WHAT IS EXPECTED ▸ Copy out the lines of the listing from the line containing "Give bounding boxes for paved walkway." through the line containing "[185,84,201,124]", inclusive, without changing anything.
╭─ GIVEN ENTRIES
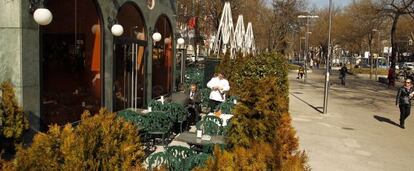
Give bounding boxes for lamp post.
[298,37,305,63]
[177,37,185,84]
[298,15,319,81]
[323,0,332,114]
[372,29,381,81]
╰─
╭─ GIVEN ENTRIES
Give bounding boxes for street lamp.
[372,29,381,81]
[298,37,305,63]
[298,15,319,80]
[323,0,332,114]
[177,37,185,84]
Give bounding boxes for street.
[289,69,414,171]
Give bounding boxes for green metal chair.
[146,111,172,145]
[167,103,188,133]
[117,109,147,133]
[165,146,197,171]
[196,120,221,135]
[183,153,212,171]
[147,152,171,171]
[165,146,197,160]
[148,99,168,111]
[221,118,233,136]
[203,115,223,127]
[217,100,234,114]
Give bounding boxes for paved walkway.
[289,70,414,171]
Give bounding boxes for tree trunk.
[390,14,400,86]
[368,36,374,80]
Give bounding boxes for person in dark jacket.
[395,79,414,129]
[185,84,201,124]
╰─
WRITTEN ANSWER ▸
Give bounding boxes for paved walkway.
[289,70,414,171]
Give bounding boxes for tree trunk.
[390,14,400,86]
[368,36,374,80]
Give bounding boxes for person in dark jacket.
[395,79,414,129]
[185,84,201,124]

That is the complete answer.